▶ Goal
Copy all records verbatim.

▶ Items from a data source
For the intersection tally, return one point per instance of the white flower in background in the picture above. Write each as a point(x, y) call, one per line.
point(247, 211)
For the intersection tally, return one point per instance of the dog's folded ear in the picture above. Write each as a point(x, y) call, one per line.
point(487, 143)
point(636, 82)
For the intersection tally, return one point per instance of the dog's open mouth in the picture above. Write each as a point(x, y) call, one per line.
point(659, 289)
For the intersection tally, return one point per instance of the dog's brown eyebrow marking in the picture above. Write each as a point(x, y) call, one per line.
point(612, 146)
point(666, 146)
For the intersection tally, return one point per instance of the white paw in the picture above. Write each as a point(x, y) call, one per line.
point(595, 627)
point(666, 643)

▶ Answer to the problem
For the intersection tally, return one point per instance of the white flower in background in the picture above. Write each as a point(x, y) call, one per line.
point(247, 211)
For the intersection tally, return one point per instance of the dog's folded ear in the picture above. Write each as a point(x, y) call, one per line.
point(487, 143)
point(636, 82)
For the intersection tally, return one point per instance of the dog's open mouth in the picture above. Write each as a point(x, y) call, one per line.
point(659, 289)
For the intersection tally, return one point per instance of the dog's brown eyebrow marking in the picture above. Write each as a point(x, y) call, one per line.
point(612, 146)
point(666, 146)
For the intersection tally, return one point per instance of the white paw in the picture above. Write each as a point(x, y) call, one per line.
point(595, 627)
point(666, 643)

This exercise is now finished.